• **What is expected**
Restate word for word the lines of the records below, starting at the line that contains "negative clicks: (9, 197)" and ending at the line that contains "positive clicks: (387, 332) (354, 109)", with both of those lines included and nothing else.

Records contained in a dataset:
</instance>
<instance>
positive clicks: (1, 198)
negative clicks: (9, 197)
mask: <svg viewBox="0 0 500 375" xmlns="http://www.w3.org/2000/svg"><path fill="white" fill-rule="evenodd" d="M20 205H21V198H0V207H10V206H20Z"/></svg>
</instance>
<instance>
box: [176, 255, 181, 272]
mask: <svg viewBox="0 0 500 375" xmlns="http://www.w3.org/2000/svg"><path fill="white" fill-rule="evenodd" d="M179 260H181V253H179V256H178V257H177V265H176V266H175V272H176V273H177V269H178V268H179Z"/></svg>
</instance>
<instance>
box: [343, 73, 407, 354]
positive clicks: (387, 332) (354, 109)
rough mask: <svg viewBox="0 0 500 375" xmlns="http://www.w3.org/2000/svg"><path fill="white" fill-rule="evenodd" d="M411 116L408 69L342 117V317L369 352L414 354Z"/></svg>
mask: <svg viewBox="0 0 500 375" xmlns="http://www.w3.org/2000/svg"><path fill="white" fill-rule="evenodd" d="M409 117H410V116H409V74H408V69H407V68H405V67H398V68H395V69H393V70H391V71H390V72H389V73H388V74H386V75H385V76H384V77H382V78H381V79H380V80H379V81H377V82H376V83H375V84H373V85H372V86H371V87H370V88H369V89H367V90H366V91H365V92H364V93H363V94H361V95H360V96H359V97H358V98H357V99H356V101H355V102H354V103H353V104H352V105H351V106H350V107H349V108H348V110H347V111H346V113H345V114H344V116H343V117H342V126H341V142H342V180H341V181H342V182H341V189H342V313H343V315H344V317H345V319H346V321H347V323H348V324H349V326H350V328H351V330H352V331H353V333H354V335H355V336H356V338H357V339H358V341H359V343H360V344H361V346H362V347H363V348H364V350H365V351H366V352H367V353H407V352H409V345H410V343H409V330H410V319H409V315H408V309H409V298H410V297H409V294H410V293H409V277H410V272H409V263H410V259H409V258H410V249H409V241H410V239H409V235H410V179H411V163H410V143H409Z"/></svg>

• **Task solution**
negative clicks: (9, 197)
mask: <svg viewBox="0 0 500 375" xmlns="http://www.w3.org/2000/svg"><path fill="white" fill-rule="evenodd" d="M20 205H21V198H0V207H10V206H20Z"/></svg>
</instance>
<instance>
box: [176, 255, 181, 272]
mask: <svg viewBox="0 0 500 375" xmlns="http://www.w3.org/2000/svg"><path fill="white" fill-rule="evenodd" d="M179 260H181V253H179V256H178V257H177V265H176V266H175V272H176V273H177V269H178V268H179Z"/></svg>
</instance>
<instance>
box: [343, 73, 407, 354]
positive clicks: (387, 332) (354, 109)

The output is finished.